**Défis:**
• A. Dans l'article sur le recours effectif en matière d'asile, de quelle nationalité sont les deux ressortissants qui ont saisi la High Court ?
• B. Reprenez l'article sur le recours effectif en matière d'asile à la suite de sa dernière phrase.

**Article:**

Recours effectif et procédure accélérée en matière d’asile : l’écho luxembourgeois de la jurisprudence de la CEDH

par Joanna Petin, CDRE

Tout comme l’affaire N.S. a fait écho à Luxembourg à la jurisprudence M.S.S. de la CEDH, l’arrêt H.I.D et B.A (C-175/11). rendu le 31 janvier 2013 par la Cour de justice de l’Union parait répondre aux enseignements de l’arrêt I.M. contre France dont avait eu à connaitre la Cour européenne des droits de l’homme, le 2 février 2012. Dans les deux affaires, étaient en cause les procédures prioritaires (ou accélérées) d’examen de demande de protection internationale face aux exigences du droit à un recours effectif.

Le 31 janvier 2013, la CJUE a donc eu à statuer sur un renvoi préjudiciel irlandais relatif à la directive 2005/85, dite directive « Procédures ». En l’espèce, deux ressortissants de nationalité nigériane, dont la demande de protection internationale avait été rejetée par les autorités nationales, avaient formé un recours devant la High Court afin de contester le classement en procédure accélérée de leur demande de protection du fait de leur nationalité. Ils faisaient valoir le fait qu’ils n’ont pas bénéficié d’un recours effectif devant le Refugee Appeals Tribunal, qu’ils ne considèraient pas comme une « juridiction » au sens de l’article 267 TFUE.

**Données fournies:**

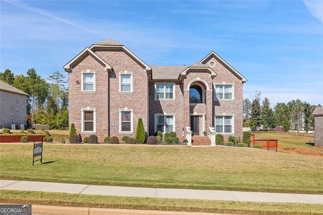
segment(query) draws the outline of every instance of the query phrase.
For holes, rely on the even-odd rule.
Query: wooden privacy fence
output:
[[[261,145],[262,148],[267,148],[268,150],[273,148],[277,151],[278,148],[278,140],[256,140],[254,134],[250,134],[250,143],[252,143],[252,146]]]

==

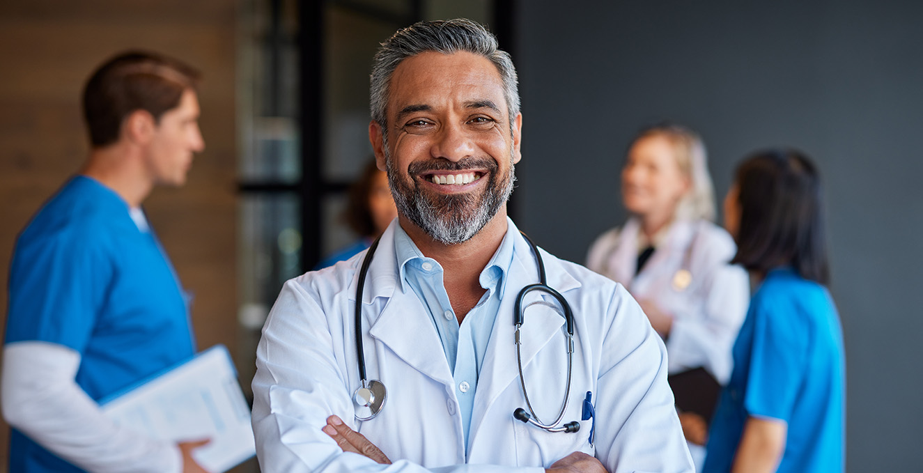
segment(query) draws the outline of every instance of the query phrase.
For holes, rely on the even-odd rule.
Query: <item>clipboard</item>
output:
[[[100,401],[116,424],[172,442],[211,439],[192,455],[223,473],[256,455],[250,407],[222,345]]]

**Réponses:**
• A. Ils sont de nationalité nigériane.

• B.
C’est dans ce contexte que la CJUE a été amenée à répondre à deux questions préjudicielles concernant les dispositions de la directive « Procédures », à savoir ses articles 23 §§3 et 4 et 39. Dans un premier temps, la juridiction irlandaise demandait, en substance, si l’article 23§3 et §4 s’oppose à ce qu’un Etat membre soumette à une procédure accélérée ou prioritaire l’examen de certaines catégories de demandes de protection en se fondant sur la nationalité ou le pays d’origine du demandeur. Dans un second temps, il était demandé à la CJUE si la réglementation irlandaise, prévoyant le Refugee Appeals Tribunal comme instance de recours, était compatible avec le jeu du droit à un recours effectif.

Suivant les conclusions de l’avocat général Bot du 6 septembre 2012, mais également dans la lignée de sa jurisprudence Samba Diouf du 28 juillet 2011, les juges de l’UE rappellent, d’une part, les principes guidant le classement en procédure prioritaire (ou accélérée) d’une demande de protection internationale, et d’autre part, l’importance de considérer l’ensemble du système administratif et judiciaire d’un Etat membre, ici le système d’octroi et de retrait du statut de réfugié, afin d’apprécier l’effectivité du recours.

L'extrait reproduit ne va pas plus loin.